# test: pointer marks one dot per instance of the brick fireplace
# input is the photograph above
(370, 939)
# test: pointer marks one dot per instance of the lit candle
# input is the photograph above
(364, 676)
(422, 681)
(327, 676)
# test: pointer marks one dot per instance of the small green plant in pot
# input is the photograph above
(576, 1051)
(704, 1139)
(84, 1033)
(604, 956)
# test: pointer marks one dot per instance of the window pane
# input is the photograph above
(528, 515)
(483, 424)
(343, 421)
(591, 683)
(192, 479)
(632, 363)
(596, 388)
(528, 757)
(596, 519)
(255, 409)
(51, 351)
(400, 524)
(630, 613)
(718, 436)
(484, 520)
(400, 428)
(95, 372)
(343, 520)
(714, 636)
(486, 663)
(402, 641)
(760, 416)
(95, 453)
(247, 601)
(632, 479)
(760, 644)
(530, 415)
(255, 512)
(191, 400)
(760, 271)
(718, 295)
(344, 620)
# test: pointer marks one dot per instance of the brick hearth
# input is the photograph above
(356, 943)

= How to complete this task =
Reproduce every line from the entries that holds the word "test".

= Response area =
# test: pointer marks one dot per instance of the brick fireplace
# test: pointer marks one dot per instance of the lit candle
# test: pointer marks one dot per instance of the small green plant in pot
# test: pointer marks one dot per instance of the window pane
# test: pointer marks one dot per instance of the brick hearth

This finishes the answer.